Your objective ▸
Return every line in the rows below that contains the string "dirt". Case counts.
** START OF Records supplied **
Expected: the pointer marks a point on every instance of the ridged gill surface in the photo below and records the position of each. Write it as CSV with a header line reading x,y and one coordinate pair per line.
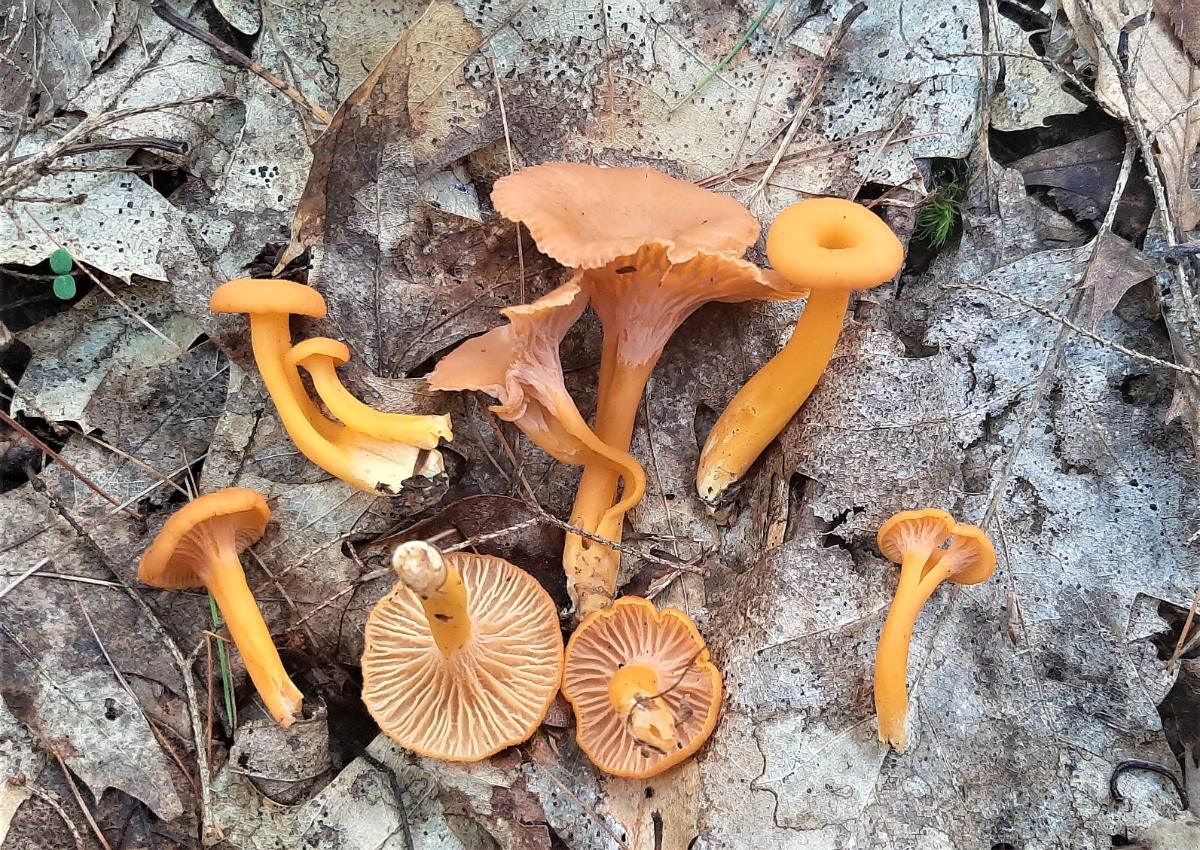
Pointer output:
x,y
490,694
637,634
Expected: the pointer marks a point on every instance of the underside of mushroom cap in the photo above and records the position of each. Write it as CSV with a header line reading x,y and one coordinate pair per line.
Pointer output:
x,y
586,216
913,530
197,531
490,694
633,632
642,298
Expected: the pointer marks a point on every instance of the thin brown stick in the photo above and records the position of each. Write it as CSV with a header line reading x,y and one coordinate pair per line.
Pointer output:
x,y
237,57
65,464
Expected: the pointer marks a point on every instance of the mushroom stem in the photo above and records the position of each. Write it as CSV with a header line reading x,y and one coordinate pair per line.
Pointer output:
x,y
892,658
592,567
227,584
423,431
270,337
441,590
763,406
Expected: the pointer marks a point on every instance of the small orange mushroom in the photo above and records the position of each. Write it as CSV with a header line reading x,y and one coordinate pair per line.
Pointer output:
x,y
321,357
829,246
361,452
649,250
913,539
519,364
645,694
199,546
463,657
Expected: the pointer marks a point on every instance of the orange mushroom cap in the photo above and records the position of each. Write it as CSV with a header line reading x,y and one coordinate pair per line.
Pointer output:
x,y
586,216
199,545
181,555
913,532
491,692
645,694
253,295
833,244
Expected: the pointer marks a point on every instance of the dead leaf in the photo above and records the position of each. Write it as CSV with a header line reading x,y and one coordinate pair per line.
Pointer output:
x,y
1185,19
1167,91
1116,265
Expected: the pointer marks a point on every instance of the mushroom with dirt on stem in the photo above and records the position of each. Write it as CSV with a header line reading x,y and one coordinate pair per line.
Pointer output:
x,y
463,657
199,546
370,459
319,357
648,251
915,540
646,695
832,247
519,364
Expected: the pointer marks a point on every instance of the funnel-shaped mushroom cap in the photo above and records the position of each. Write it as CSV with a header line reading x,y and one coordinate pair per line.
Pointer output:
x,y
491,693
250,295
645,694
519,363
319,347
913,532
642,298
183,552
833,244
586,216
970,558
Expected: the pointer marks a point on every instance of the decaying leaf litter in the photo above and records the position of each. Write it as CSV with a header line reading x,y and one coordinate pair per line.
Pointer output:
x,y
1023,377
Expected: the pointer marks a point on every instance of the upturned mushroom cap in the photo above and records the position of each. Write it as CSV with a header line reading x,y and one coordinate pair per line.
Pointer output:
** END OF Records supplied **
** START OF Records supplied **
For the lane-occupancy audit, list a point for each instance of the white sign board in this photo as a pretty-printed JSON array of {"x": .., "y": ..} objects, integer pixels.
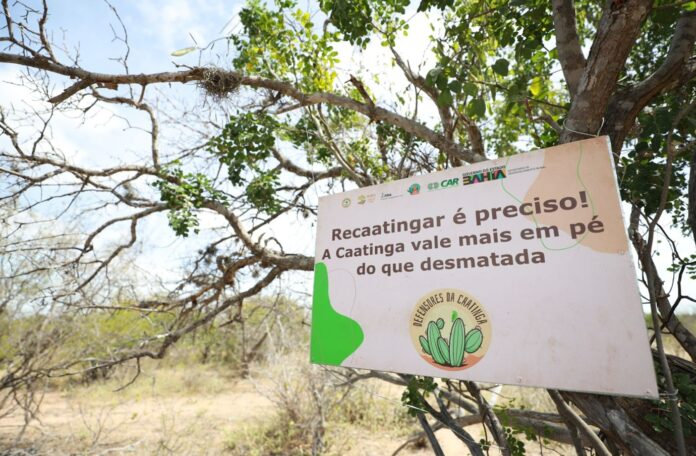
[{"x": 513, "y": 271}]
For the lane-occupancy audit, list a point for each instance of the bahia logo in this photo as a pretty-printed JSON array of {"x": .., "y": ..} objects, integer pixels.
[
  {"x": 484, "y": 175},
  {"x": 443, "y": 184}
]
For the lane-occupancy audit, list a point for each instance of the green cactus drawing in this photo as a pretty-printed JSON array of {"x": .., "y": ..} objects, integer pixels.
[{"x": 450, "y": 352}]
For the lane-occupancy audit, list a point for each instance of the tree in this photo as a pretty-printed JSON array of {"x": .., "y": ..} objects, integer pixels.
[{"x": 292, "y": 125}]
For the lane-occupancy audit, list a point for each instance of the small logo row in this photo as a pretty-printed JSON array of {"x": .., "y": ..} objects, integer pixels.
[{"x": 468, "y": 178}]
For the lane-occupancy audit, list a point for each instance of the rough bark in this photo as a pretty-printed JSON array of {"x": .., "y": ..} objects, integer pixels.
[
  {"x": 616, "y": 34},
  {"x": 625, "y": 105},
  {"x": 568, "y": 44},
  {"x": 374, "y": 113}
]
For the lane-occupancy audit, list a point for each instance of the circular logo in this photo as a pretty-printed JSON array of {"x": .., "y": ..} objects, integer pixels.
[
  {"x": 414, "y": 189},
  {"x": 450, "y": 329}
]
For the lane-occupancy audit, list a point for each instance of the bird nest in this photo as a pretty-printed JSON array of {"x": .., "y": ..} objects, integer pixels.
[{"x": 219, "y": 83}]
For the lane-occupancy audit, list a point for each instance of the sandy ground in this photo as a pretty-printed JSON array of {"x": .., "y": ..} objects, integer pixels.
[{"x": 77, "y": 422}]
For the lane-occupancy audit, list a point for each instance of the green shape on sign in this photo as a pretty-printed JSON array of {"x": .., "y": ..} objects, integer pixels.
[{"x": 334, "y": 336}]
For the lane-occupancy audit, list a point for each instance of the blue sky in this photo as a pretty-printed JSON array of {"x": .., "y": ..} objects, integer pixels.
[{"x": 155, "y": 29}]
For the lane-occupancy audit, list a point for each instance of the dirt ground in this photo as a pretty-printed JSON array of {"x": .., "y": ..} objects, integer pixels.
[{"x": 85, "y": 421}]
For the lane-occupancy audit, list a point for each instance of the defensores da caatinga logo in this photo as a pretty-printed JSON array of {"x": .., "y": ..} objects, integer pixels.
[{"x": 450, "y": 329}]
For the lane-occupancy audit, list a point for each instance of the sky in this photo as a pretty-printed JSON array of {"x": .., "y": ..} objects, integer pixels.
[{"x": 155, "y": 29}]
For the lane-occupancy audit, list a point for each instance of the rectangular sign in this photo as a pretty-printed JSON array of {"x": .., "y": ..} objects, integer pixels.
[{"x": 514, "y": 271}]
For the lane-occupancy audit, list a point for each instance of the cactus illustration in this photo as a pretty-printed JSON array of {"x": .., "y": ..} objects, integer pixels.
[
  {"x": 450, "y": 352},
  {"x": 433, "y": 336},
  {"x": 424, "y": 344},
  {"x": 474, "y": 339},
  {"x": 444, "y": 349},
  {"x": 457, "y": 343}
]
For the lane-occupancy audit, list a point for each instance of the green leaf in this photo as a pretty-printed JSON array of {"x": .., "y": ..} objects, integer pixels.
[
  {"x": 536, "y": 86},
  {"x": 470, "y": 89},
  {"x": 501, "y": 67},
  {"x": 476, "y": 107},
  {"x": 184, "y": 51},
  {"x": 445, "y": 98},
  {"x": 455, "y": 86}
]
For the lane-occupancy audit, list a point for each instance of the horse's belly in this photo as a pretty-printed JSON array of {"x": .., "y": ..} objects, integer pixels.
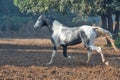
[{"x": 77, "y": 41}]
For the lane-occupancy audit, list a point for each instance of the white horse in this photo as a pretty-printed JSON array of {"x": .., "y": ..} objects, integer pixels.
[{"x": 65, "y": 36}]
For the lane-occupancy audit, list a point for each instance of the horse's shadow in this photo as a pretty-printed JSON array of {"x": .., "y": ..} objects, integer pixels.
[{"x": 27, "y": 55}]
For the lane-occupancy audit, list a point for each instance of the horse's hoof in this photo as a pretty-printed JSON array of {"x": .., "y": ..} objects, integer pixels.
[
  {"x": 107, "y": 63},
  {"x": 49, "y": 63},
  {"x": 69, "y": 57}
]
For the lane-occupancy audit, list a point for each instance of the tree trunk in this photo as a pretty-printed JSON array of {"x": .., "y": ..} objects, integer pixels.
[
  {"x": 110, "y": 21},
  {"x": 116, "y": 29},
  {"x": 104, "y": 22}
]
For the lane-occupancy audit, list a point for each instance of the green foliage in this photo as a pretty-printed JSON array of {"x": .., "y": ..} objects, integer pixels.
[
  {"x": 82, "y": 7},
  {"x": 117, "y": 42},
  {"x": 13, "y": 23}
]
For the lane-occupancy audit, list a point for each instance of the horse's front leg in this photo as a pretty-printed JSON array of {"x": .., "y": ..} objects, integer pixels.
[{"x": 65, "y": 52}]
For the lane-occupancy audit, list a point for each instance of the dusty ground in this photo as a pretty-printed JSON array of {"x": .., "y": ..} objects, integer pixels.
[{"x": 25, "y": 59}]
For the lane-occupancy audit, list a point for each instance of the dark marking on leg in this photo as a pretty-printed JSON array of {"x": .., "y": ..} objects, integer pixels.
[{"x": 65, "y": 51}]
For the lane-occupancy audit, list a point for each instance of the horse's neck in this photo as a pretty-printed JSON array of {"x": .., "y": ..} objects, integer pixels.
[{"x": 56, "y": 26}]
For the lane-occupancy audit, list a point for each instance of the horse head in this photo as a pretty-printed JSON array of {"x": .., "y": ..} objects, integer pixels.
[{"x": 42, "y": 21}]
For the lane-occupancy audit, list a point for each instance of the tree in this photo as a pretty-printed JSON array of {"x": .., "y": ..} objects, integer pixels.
** END OF Records supplied **
Answer to the exercise ▸
Expected: the pointer marks a point on every instance of the mushroom with dirt on stem in the photo above and records the position of each. Write it as CSV with a header line reading x,y and one coordinate pair per line.
For the lane-occupancy audit, list a point for each instance of the dirt ground in this photo as a pretty-printed JSON array of {"x": .., "y": ..} objects, integer pixels.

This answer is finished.